→ Article:
# Devon or Dorset break



## Bornfree (Sep 25, 2017)

Hi there,

We will be collecting our repaired van next weekend and are planning to use it three nights during the half term break. We live in south Gloucestershire and are looking for a small site in Devon or Dorset next to the coast. We had a	bit of a mare at new year getting spectacularly stuck on grass so are looking for hard standing this time. I would be grateful for any suggestions.

Karen.


----------



## Drew (May 30, 2005)

Hi Karen, Just Google West Bay Camping, I'm sure you will find just what you are after.

Drew


----------



## Mrplodd (Mar 4, 2008)

One of the best on the South Coast, just outside Bridport.

https://highlandsendholidaypark.co.uk/

If you want sites around Weymouth PM me. If you do a Google search beware of Littlesea site, extortionate !!

Andy

(No connection to any)


----------



## Bornfree (Sep 25, 2017)

Thanks Drew and Andy. Both look super, though as its only a couple of weeks away west bay isn't open yet, but it will definitely be on the to do list. Highlands End looks like it fits the bill, right on the coast, I can feel the sea breeze already. 

Karen.


----------



## Mrplodd (Mar 4, 2008)

Let us know if you do go and how it went

Andy


----------



## Bornfree (Sep 25, 2017)

Will do.


----------



## Bornfree (Sep 25, 2017)

Thanks Andy and Drew for suggesting West Bay area. 

We managed to bag a prime spot at highlands bay camp site with uninterrupted sea views, I will try post a pic. Three days of glorious sunshine to wander along the beaches and cliff tops, just perfect. Enjoyed a superb late lunch at the three horseshoes at Burton Bradstock before a rapid hike back before losing the daylight. Another walk the next day was punctuated by a delicious lunch at the station cafe in West Bay. The camp site was very quiet which suited us, though the delightful bar and restaurant were fully open, as was the swimming pool, we took advantage of both. We loved West Bay, such an un-spoilt little place. It might just become a regular for a few days in February. Thanks once again.

Karen.


----------



## Mrplodd (Mar 4, 2008)

Karen

I am SO pleased you enjoyed your stay, and thanks for the update as to how it went. I sometimes wonder if I am getting complacent living where I do, and I then drive the coast road from Weymouth to West Bay, one of the most beautiful journeys possible, especially on a bright and early Sunday morning in the summer.

Were you aware that West Bay was the location of the TV series Broadchurch? 

Andy


----------



## Devonboy (Nov 19, 2009)

Mrplodd said:


> Karen
> 
> Were you aware that West Bay was the location of the TV series Broadchurch?

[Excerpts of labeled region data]
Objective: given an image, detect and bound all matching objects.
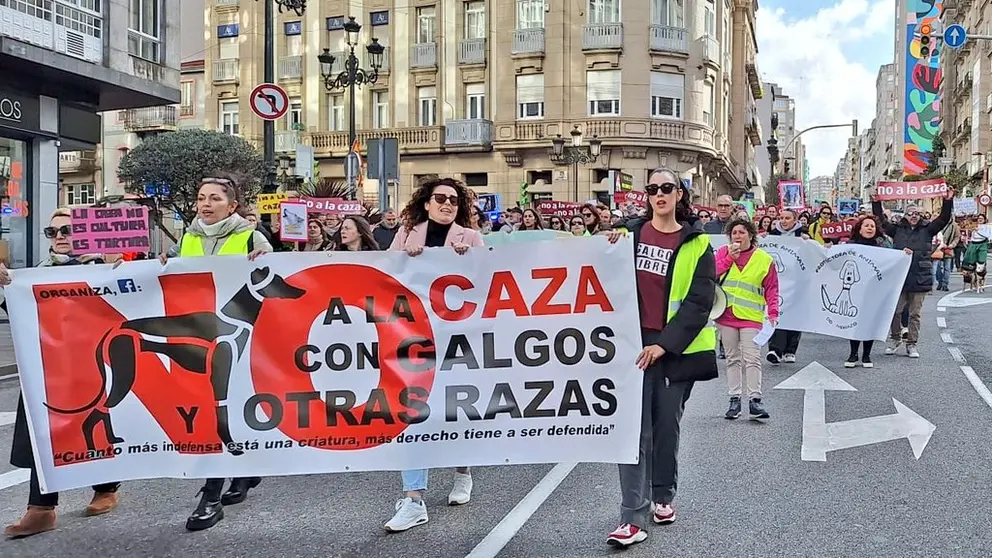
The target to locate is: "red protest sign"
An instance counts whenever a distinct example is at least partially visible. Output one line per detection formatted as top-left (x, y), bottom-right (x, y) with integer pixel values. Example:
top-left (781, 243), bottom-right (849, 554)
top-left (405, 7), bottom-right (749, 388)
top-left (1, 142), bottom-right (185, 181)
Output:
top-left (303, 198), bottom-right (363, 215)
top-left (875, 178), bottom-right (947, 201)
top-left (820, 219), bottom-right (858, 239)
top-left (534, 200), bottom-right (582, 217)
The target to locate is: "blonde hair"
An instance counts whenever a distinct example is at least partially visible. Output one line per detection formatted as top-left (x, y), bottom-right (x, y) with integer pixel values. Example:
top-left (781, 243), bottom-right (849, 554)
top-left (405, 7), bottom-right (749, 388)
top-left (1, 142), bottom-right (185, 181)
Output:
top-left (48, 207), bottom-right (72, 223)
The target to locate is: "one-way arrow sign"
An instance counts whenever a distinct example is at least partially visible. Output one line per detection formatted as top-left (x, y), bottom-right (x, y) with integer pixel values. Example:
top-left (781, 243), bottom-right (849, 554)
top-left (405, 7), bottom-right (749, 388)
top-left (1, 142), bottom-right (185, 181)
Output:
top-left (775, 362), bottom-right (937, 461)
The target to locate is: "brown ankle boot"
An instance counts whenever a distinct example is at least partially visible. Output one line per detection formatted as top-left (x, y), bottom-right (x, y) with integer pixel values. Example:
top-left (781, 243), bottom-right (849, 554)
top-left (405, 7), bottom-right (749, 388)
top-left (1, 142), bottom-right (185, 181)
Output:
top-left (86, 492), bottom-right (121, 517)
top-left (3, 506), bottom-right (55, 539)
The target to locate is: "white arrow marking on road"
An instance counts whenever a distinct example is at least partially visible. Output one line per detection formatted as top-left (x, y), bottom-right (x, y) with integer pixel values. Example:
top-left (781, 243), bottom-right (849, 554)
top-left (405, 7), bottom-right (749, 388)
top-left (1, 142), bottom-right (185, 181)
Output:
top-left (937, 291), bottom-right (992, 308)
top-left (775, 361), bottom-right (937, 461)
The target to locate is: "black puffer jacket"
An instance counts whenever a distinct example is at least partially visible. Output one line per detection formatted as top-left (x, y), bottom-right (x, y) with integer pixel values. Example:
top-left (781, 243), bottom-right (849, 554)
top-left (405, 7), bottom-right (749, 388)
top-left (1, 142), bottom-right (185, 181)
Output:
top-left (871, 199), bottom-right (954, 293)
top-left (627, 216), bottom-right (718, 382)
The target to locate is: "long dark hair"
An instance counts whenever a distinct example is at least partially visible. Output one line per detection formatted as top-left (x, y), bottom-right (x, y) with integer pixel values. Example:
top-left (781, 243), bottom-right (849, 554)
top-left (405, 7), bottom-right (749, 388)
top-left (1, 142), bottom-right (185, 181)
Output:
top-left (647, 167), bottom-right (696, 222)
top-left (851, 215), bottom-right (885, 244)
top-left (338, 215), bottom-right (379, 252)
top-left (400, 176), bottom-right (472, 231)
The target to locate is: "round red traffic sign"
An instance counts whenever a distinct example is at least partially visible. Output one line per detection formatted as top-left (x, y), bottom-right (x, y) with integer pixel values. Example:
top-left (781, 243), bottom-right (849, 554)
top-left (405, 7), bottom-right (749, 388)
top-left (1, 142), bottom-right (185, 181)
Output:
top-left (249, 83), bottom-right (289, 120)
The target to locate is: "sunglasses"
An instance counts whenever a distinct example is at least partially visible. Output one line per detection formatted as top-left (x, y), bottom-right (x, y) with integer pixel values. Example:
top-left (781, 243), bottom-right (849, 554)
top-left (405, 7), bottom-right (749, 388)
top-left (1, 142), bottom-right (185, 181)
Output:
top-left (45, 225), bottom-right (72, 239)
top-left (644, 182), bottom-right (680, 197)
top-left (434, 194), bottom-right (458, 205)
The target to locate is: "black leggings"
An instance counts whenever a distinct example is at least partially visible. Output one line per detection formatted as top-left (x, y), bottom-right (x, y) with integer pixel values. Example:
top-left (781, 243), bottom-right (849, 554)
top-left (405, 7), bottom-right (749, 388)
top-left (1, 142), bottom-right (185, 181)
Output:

→ What to do: Repeat word for word the passage of the camping forum thread from "Hi Karen, Just" up to and including "just outside Bridport.".

→ Answer:
Hi Karen, Just Google West Bay Camping, I'm sure you will find just what you are after.

Drew


----------



## Mrplodd (Mar 4, 2008)

One of the best on the South Coast, just outside Bridport.